→ **Exercise**:
Copy the stretch of the records from the line containing "Task: point out the building" through the end of the records, requests included, and shift every coordinate in the answers up by 138. Leave the requests and their format samples as they are.

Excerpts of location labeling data

————

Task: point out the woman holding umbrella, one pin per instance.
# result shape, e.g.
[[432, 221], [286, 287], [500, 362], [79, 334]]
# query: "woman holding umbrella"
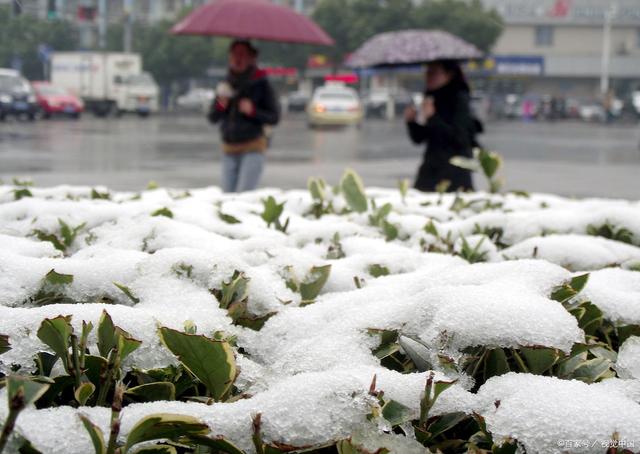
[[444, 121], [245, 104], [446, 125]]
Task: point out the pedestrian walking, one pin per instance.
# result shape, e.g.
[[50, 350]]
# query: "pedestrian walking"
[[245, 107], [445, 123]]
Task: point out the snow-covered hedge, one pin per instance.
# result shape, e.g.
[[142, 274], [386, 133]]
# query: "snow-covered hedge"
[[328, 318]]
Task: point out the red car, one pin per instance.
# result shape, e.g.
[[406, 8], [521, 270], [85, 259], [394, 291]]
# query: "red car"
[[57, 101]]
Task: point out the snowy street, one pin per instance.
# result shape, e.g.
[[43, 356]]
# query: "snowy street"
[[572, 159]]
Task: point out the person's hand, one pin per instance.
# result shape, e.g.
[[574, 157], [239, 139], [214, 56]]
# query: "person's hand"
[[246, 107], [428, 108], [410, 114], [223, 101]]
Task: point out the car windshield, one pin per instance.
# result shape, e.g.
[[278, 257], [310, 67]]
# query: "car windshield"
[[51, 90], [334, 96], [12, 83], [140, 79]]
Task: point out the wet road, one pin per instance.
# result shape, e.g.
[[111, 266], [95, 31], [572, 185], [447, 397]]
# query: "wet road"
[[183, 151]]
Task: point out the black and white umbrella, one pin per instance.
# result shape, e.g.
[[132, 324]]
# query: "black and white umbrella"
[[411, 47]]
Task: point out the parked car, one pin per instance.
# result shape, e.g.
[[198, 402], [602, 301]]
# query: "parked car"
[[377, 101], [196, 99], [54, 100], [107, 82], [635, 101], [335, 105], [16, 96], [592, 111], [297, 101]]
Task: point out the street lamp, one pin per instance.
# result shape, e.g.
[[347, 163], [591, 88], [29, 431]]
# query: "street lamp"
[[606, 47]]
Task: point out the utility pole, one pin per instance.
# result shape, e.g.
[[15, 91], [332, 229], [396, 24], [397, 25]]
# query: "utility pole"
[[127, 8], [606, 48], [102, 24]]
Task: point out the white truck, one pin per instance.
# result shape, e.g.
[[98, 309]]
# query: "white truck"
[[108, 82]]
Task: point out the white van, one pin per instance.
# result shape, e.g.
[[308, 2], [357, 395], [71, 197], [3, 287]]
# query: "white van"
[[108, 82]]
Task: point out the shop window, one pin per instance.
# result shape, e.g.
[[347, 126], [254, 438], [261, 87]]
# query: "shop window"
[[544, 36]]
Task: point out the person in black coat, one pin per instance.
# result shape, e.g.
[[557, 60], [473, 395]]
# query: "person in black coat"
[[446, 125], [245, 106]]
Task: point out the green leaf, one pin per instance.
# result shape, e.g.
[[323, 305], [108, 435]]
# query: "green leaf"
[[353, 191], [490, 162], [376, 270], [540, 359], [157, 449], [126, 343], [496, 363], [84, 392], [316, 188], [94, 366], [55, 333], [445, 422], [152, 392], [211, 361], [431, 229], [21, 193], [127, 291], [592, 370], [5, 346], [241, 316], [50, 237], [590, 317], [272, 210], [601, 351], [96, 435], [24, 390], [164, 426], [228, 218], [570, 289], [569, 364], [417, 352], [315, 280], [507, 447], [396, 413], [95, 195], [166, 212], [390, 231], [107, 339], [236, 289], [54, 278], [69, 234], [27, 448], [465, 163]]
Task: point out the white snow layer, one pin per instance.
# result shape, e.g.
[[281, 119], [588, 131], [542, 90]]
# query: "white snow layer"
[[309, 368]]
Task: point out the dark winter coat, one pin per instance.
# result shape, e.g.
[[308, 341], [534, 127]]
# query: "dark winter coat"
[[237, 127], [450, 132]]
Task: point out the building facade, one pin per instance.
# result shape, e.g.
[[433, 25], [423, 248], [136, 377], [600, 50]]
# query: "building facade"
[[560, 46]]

————

→ **Solution to the problem**:
Task: point out the building facade, one pin per instance.
# result shape, e.g.
[[433, 25], [423, 248], [136, 377], [600, 50]]
# query: "building facade"
[[698, 184]]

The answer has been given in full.